Passage to read |
○ ○ ○ ○
Lil Nas X, MONTERO & Satan Shoes: A Complete Breakdown

lil nas x montero

Updated 13th April, 2021.

After shooting to fame with Old Town Road in 2019, Lil Nas X (intentionally or not) has found himself at the centre of a growing list of controversies.

The first of said controversies: the lyrics and subsequent video clip for his latest release, MONTERO (Call Me By Your Name). The rapper and singer came out as gay publicly in 2019, a process he cites as the inspiration for the new song, inspiration which he shared by way of a Twitter note ahead of the song’s release.

“I wrote a song with our name in it…I know we promised to never come out publicly, I know we promised to never be “that” type of gay person, I know we promised to die with the secret but this will open doors for so many other queer people to simply exist…people will be angry, they will say I’m pushing an agenda. But the truth is, I am. The agenda to make people stay the fuck out of other people’s lives and stop dictating who they should be. sending you love from the future.”

The song and music video in question has ignited rage in conservatives for it’s explicit lyrics, satanic and sexual imagery, intertwined with Christian symbols– the video clip following Lil Nas X through the Garden of Eden, flirting with the serpent, before pole dancing his way into hell, giving Satan a lap dance, killing him and stealing his crown. The video, a social and religious commentary piece, depicts Lil Nas X denying heaven in order to fully lean into and express his sexuality, something as mentioned in his Twitter note, he has been grappling with since he was 14-years-old.
○ ○ ○ ○
What to do |
- a) Decide whether each statement below agrees with the article on Lil Nas X, answering yes or no and quoting the words from the article that settle it.
(i) Lil Nas X came out as gay publicly in 2019.
(ii) He shared the inspiration for the new song in an Instagram post.
(iii) In the video, he gives Satan a lap dance and then kills him.
- b) Using the article on Lil Nas X, answer each question below.
(i) With which song did Lil Nas X shoot to fame in 2019?
(ii) What is the full title of his latest release?
(iii) Since what age has he been grappling with his sexuality?

Material provided |
○ ○ ○ ○
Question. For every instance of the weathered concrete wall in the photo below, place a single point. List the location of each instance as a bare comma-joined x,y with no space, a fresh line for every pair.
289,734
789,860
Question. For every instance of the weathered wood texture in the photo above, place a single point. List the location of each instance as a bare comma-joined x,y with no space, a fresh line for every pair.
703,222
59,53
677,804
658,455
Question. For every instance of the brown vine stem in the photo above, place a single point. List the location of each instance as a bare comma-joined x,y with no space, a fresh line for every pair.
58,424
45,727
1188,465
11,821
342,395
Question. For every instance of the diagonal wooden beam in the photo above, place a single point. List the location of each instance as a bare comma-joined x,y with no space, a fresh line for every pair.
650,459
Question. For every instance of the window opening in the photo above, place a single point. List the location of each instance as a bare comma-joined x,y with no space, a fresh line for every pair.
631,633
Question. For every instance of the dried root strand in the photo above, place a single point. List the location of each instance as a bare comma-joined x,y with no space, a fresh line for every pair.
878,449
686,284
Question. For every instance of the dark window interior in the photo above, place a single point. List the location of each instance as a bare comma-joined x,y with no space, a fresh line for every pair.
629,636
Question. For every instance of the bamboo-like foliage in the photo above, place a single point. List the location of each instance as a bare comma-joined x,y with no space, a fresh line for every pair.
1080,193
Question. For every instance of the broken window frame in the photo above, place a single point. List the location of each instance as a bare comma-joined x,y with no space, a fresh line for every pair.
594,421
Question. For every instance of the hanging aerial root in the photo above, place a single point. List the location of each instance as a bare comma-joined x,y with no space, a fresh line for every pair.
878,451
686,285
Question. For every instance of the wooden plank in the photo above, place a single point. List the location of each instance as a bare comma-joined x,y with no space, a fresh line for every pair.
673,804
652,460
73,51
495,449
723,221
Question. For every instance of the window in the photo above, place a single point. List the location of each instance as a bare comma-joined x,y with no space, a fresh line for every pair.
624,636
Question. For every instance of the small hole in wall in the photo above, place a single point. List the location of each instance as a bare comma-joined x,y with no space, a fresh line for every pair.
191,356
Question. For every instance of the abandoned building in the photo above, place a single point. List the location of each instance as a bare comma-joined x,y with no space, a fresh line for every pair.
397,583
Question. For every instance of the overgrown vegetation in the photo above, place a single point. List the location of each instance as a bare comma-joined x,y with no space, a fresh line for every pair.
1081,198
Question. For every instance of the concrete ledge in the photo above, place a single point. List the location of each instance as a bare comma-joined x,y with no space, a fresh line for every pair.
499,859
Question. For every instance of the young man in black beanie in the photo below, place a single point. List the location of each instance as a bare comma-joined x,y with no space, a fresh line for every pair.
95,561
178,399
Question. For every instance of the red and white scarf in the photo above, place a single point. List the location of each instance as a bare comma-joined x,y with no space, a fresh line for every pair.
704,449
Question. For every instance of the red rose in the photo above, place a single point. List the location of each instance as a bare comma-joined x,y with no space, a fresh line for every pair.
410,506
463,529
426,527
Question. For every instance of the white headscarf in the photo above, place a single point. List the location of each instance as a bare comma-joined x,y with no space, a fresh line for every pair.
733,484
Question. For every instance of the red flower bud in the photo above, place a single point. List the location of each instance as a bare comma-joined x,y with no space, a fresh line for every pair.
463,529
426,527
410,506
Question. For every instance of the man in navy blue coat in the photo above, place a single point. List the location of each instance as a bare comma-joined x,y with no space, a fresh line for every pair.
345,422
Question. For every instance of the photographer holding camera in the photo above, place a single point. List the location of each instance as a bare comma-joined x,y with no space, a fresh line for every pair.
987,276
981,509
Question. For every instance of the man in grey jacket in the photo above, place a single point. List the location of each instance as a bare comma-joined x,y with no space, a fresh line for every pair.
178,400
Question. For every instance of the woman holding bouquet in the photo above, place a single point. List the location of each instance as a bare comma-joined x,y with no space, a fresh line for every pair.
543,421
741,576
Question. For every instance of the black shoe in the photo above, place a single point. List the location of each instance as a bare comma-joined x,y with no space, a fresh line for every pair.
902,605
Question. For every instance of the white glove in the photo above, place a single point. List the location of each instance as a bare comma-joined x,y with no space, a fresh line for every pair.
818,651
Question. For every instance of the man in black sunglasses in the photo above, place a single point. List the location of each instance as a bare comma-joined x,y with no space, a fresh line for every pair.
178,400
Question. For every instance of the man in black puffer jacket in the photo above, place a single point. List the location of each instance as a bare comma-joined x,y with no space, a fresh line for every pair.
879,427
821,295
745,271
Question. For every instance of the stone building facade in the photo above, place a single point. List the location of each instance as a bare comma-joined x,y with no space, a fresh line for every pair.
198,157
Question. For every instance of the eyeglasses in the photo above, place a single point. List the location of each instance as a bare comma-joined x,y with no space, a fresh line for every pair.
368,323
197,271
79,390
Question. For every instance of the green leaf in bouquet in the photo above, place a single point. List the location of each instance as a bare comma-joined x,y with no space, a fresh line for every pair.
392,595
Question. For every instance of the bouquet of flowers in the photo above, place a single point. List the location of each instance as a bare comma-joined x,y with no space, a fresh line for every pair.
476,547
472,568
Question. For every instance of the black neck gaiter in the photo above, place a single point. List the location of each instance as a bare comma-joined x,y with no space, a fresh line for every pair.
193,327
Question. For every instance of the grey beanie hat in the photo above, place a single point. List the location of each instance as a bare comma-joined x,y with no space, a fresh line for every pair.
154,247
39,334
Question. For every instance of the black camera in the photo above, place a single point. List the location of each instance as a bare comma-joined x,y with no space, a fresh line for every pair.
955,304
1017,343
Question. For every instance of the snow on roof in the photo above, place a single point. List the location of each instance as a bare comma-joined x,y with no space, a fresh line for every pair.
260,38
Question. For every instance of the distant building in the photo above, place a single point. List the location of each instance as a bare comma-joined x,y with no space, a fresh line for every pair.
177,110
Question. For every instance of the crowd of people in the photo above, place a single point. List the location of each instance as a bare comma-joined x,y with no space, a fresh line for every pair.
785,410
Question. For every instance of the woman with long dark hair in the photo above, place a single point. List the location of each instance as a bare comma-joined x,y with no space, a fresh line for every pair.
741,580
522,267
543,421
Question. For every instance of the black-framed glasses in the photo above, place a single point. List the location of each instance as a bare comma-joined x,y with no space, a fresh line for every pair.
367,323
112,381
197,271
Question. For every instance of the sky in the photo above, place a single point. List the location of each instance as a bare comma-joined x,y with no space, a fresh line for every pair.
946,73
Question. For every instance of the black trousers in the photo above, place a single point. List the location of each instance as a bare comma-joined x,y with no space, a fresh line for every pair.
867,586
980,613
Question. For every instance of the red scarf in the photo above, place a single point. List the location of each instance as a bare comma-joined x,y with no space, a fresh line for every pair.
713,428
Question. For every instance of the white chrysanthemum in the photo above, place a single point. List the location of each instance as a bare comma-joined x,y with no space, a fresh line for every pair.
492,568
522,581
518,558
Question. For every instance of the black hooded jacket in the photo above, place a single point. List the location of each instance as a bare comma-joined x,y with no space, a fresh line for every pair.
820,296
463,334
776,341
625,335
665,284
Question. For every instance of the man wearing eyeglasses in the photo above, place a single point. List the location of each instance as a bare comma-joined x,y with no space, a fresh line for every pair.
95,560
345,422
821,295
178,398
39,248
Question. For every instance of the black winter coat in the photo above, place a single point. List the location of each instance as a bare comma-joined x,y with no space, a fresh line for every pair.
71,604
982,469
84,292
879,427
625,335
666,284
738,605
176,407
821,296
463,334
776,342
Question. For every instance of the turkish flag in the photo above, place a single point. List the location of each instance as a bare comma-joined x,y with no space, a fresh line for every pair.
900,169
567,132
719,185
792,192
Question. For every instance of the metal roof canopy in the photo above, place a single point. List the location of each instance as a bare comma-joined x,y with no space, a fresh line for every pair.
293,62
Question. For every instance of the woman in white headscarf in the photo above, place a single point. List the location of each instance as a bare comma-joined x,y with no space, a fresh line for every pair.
○ ○ ○ ○
Replies |
- a)
(i) Yes: "The rapper and singer came out as gay publicly in 2019"
(ii) No: "inspiration which he shared by way of a Twitter note ahead of the song’s release"
(iii) Yes: "giving Satan a lap dance, killing him and stealing his crown"

- b)
(i) Old Town Road
(ii) MONTERO (Call Me By Your Name)
(iii) Since he was 14 years old